● **Tujuan Tugas**
Bisakah Anda melanjutkan teks berita di bawah tentang larangan napi koruptor menjadi calon legislatif? Mulailah tepat setelah kalimat terakhirnya.

PKPU pelarangan napi koruptor nyaleg belakangan menjadi polemik. Pasalnya, hampir semua pemangku kepentingan menolak usulan KPU. Dari mulai DPR, pemerintah dan Bawaslu karena dinilai bertentangan dengan UU 7/2017 tentang Pemilu.
Mendapat banyak tantangan, Ketua KPU Arief Budiman pun menantang pihak-pihak yang keberatan untuk menggugat ke Mahkamah Agung (MA).
"Tapi memang bukan tidak mungkin akan terkendala ketika digugat ke MA, itu akan sangat mudah dimentahkan karena memang bertentangan dengan UU Pemilu," ujar Yunarto.

● **Entri yang Diberikan**

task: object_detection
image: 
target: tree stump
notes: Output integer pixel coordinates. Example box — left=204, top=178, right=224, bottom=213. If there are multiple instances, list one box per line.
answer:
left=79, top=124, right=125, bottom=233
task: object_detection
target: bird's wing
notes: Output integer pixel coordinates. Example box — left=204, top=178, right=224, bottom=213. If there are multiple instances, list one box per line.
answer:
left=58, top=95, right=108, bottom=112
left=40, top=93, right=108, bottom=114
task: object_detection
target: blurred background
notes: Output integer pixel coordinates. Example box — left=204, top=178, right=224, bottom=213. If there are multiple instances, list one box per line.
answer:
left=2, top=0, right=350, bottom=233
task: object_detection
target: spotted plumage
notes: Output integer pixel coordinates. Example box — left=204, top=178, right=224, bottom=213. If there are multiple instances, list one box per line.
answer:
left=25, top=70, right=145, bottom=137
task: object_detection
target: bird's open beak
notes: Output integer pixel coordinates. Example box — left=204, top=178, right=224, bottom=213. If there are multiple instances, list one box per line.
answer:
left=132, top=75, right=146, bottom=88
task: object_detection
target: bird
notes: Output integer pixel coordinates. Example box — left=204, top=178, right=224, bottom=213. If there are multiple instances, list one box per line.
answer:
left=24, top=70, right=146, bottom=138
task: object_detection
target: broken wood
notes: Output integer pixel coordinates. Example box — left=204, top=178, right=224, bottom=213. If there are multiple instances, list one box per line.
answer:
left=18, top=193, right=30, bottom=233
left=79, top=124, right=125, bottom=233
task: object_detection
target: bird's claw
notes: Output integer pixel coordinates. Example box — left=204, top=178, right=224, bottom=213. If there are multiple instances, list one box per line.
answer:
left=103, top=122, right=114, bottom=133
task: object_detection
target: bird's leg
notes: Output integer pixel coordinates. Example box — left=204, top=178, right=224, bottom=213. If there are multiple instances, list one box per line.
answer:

● **Jawaban Latihan**
Untuk itu, Yunarto menekankan bahwa dirinya juga sepakat dengan usulan Presiden RI Joko Widodo yang mengusulkan kepada KPU untuk membuat PKPU yang jauh lebih taktis.
"Buat saja PKPU diberikan tanda buat orang yang pernah menjadi napi korupsi kemudian diberikan tanda bahwa dia adalah eks koruptor yang pernah mengalami kasus korupsi, mengundurkan diri pada akhirnya untuk maju," pungkasnya.